Market Outlook

Wage Price Spiral Takes Off, Companies Point at it: Albertsons Shares -8%, JP Morgan’s Dimon Sees “Huge Pressure” on Labor Market

The Fed finally sees it too.

By Wolf Richter for WOLF STREET.

For businesses, there is a good side to inflation: They can jack up prices and get away with it without losing customers because customers bought into the inflationary mindset and are paying whatever; and thereby companies can raise their revenues without having to actually sell more.

And there is a bad side to inflation for businesses: Their costs are surging, not just the costs of products and services, but also the costs of labor. And those surging costs are now squeezing margins.

Shares of supermarket conglomerate Albertsons Companies [ACI] got whacked down 8% at the moment after the company, which also owns Safeway, reported stellar sales growth of 8.4% in its third quarter, ended December 4, driven by increases in retail prices, incremental sales from administering vaccines in its pharmacies, and from buying and opening additional stores.

That’s the good side of inflation: the company is able to charge higher retail prices and thereby increase its revenues.

Then comes the bad side of inflation: Cost increases. Labor costs are now surging, as companies need to offer sharply higher wages and salaries in order to hire and retain employees amid massive churn as record numbers of workers quit their jobs to jump to new jobs for better pay and better working conditions.

Albertsons noted the effects of cost increases on its gross margins, which declined by 40 basis points to 28.9% due to an “increase in product and supply chain costs driven by the current inflationary environment.”

And its selling and administrative expenses were hit by “higher employee costs.”  It further clarified: “The increase in employee costs was the result of additional labor to support the increase in fresh sales, market-driven wage rate increases, and higher equity-based compensation expense.”

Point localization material
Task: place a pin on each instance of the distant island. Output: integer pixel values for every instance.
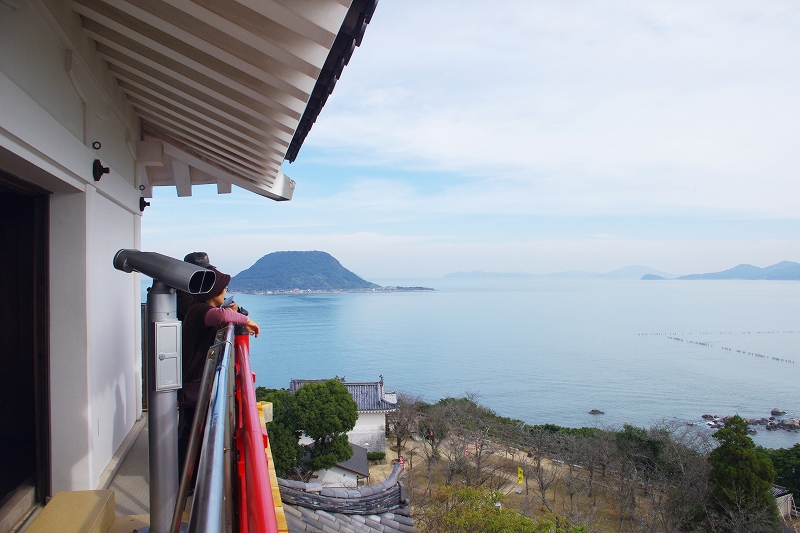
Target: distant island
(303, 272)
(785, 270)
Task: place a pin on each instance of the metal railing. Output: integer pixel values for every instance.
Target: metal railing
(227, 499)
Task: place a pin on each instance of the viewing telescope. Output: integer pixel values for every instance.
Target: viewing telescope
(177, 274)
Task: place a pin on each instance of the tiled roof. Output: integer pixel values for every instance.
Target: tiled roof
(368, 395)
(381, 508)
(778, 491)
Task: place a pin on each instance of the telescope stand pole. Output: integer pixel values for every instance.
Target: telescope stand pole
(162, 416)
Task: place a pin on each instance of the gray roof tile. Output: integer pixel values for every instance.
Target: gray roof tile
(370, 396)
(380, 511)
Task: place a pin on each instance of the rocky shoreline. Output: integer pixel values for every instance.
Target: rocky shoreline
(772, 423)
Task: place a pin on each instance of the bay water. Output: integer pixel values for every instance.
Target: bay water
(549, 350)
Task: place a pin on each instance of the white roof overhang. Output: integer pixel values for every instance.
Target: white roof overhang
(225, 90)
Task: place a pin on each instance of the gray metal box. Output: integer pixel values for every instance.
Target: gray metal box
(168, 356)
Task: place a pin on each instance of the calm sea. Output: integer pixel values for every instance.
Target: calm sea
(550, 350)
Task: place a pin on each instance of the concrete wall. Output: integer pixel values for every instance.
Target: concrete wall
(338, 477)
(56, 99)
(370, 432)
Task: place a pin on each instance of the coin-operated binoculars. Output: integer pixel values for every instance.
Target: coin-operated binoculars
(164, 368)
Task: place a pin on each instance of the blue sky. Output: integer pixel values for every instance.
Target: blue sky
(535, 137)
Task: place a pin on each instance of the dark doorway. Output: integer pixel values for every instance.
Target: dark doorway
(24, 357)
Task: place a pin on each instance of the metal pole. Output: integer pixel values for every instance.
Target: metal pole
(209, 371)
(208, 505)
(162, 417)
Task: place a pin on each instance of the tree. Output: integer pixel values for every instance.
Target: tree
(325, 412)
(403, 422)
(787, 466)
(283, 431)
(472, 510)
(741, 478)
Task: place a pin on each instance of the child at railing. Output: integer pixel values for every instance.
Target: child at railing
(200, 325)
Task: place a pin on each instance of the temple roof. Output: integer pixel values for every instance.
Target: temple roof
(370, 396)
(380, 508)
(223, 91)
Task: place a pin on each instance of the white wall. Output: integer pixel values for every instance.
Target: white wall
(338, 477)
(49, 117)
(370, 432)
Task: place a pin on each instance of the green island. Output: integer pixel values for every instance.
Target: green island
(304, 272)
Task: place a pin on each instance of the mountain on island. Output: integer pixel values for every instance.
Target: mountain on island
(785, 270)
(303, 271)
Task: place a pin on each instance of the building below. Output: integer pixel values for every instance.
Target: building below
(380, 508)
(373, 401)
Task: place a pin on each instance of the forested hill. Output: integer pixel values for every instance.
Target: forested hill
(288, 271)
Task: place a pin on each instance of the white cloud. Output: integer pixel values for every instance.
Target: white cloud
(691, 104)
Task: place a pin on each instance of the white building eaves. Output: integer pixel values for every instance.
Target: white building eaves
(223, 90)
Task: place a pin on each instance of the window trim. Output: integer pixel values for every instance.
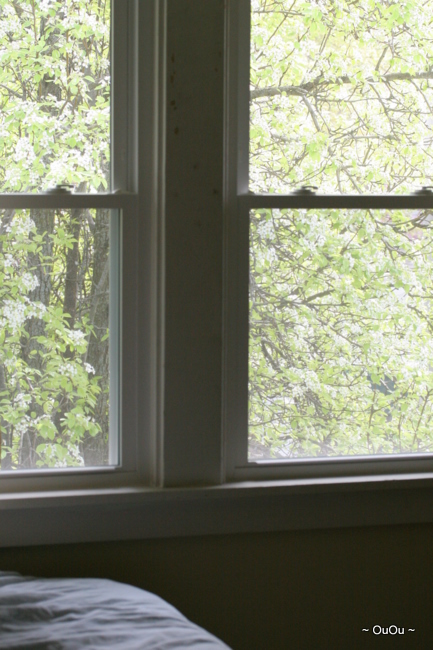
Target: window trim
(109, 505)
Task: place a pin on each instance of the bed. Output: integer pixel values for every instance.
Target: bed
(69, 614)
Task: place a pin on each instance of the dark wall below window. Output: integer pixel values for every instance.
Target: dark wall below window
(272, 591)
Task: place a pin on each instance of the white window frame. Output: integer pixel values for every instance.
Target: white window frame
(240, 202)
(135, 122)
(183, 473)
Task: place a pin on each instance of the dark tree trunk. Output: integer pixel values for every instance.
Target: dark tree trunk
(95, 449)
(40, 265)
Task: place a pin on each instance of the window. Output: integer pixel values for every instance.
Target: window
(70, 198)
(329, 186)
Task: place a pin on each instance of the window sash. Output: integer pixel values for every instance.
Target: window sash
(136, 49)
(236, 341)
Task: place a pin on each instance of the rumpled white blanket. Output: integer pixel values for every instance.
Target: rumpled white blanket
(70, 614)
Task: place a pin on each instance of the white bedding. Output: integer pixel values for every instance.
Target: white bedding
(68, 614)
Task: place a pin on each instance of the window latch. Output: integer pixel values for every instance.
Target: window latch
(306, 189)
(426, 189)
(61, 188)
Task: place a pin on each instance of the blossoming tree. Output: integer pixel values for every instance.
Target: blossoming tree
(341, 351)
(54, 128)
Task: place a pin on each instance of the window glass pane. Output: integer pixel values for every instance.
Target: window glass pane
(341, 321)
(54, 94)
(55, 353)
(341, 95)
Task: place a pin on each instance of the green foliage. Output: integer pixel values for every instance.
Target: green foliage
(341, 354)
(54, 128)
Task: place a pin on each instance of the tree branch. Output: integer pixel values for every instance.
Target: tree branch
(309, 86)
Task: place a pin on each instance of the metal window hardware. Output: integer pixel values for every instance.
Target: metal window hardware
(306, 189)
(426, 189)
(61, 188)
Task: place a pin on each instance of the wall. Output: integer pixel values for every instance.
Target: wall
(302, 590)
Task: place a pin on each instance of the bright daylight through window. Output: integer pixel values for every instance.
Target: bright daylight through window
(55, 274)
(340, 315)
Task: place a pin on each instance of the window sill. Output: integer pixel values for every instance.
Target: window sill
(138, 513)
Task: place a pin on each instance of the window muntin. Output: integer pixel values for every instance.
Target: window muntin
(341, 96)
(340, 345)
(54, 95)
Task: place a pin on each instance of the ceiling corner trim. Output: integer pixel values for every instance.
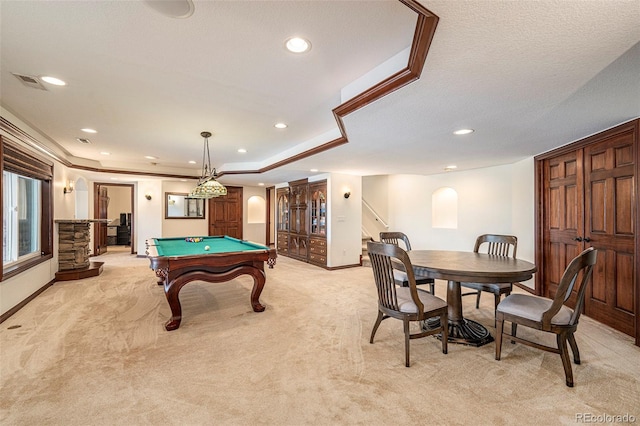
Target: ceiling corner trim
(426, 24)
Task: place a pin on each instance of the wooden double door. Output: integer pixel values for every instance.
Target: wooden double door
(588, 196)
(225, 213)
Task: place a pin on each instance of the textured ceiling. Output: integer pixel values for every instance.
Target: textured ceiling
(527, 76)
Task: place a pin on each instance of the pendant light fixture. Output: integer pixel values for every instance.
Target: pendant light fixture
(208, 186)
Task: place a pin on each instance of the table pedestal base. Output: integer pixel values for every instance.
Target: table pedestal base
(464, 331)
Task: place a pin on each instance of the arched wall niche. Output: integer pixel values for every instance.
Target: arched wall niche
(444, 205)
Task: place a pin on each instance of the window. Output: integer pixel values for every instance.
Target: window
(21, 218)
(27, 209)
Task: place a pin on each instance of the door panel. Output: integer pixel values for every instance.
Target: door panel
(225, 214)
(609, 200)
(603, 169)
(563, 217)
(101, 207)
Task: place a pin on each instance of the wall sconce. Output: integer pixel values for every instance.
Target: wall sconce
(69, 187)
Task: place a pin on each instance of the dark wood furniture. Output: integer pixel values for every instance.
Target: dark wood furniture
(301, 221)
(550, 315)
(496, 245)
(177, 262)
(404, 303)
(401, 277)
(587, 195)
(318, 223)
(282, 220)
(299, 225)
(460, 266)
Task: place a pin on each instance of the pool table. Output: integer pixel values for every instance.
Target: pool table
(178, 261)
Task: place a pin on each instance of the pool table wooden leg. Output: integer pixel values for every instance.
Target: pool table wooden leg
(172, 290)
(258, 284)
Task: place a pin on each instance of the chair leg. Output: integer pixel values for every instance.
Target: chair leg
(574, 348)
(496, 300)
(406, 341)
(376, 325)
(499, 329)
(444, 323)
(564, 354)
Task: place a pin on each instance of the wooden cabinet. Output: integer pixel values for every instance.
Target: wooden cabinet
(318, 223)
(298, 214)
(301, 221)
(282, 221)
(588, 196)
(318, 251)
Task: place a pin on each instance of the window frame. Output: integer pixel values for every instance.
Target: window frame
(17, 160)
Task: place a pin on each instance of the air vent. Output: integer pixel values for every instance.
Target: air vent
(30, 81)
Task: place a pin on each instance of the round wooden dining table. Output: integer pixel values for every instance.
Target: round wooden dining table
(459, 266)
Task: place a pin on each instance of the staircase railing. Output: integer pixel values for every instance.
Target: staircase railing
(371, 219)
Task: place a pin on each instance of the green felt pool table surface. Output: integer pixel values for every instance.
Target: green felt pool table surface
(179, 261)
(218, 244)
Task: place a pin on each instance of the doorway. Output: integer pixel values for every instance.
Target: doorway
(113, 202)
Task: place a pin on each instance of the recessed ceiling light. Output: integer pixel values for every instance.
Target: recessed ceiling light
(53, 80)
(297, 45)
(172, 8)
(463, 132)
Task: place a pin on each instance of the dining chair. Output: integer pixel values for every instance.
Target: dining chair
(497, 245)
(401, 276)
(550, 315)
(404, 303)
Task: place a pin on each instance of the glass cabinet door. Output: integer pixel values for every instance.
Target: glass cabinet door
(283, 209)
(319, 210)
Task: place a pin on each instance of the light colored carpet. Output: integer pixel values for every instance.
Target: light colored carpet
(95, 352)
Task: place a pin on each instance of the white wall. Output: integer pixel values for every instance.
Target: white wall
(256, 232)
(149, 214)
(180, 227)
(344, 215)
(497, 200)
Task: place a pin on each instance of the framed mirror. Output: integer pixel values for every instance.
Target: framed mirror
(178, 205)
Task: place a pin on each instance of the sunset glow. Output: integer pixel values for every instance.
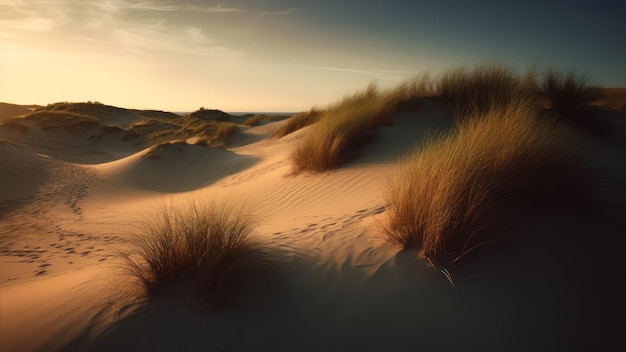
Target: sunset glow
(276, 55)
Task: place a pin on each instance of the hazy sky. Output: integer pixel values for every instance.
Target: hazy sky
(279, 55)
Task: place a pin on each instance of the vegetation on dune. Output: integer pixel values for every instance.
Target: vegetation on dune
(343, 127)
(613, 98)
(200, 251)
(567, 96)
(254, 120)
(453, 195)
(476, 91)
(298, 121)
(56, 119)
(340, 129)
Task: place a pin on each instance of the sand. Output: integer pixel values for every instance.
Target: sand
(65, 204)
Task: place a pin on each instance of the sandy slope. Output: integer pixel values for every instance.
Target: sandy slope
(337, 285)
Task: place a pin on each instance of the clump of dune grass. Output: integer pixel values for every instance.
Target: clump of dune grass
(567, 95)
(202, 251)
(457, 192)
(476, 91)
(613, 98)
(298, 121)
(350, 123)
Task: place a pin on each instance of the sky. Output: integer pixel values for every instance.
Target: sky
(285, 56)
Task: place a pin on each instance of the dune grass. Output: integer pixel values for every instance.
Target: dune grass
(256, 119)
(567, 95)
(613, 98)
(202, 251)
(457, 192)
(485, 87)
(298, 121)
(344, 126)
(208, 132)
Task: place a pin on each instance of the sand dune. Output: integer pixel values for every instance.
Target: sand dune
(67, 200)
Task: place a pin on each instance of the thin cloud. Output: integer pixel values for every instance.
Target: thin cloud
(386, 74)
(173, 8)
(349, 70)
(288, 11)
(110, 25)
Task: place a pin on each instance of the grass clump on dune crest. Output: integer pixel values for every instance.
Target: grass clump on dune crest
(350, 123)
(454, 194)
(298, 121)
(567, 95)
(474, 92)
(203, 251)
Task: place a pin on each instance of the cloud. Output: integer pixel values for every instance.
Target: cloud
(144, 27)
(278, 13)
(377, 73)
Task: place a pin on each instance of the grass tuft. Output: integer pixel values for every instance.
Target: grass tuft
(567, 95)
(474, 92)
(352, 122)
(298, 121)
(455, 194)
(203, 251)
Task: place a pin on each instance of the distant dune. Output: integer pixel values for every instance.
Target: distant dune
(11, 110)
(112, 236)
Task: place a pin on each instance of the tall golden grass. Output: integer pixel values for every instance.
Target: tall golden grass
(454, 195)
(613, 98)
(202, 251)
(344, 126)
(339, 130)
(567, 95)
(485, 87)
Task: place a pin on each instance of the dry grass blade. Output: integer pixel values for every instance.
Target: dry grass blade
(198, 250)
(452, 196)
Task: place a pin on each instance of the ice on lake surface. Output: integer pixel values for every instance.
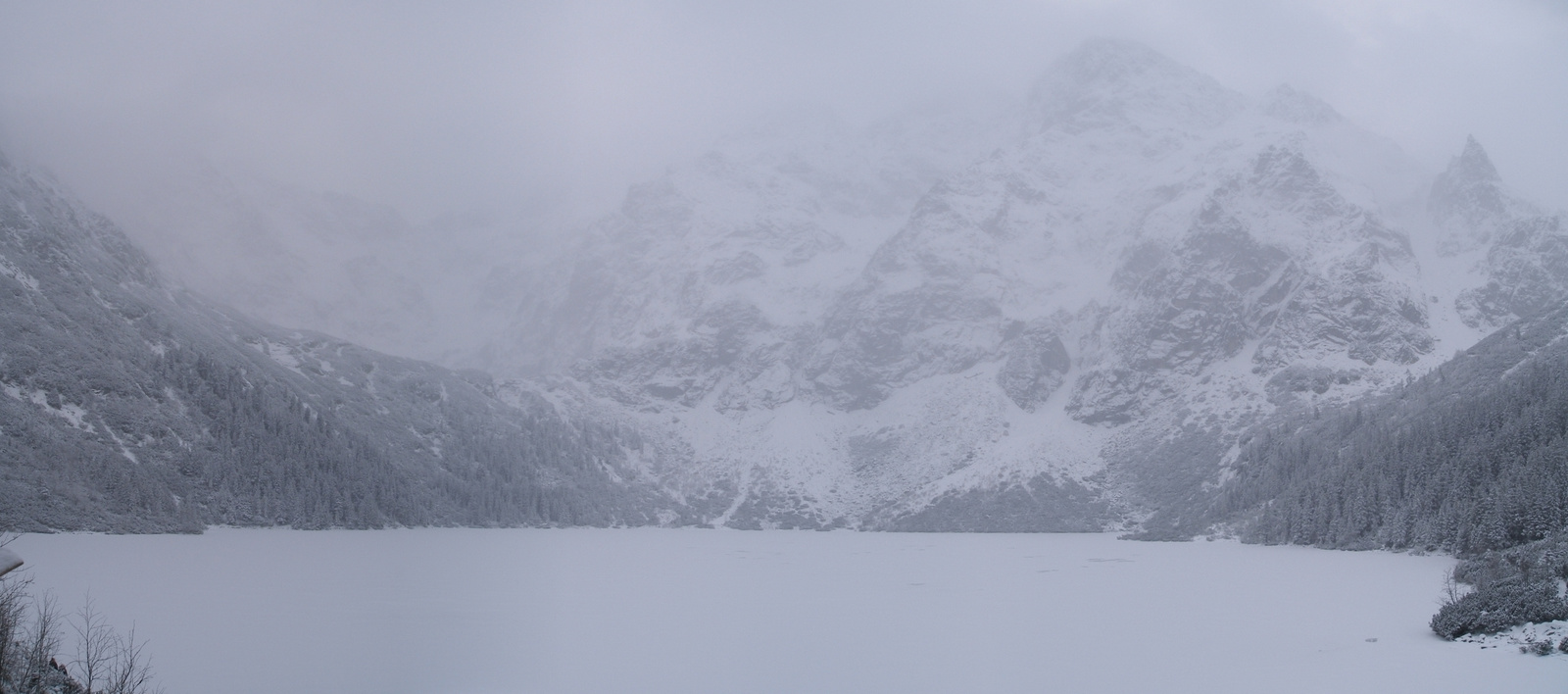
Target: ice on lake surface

- _LIST OF TASKS_:
1 – Output the section of the inflation article beginning at the words "Shares of supermarket" and ending after "better working conditions.".
2 – According to the inflation article, why did Albertsons' gross margins decline in its third quarter?
The material above has no connection to the inflation article.

- _SOLUTIONS TO EACH TASK_:
1 –
Shares of supermarket conglomerate Albertsons Companies [ACI] got whacked down 8% at the moment after the company, which also owns Safeway, reported stellar sales growth of 8.4% in its third quarter, ended December 4, driven by increases in retail prices, incremental sales from administering vaccines in its pharmacies, and from buying and opening additional stores.

That’s the good side of inflation: the company is able to charge higher retail prices and thereby increase its revenues.

Then comes the bad side of inflation: Cost increases. Labor costs are now surging, as companies need to offer sharply higher wages and salaries in order to hire and retain employees amid massive churn as record numbers of workers quit their jobs to jump to new jobs for better pay and better working conditions.

2 – Albertsons' gross margins fell 40 basis points to 28.9%. The company attributed the drop to an "increase in product and supply chain costs driven by the current inflationary environment."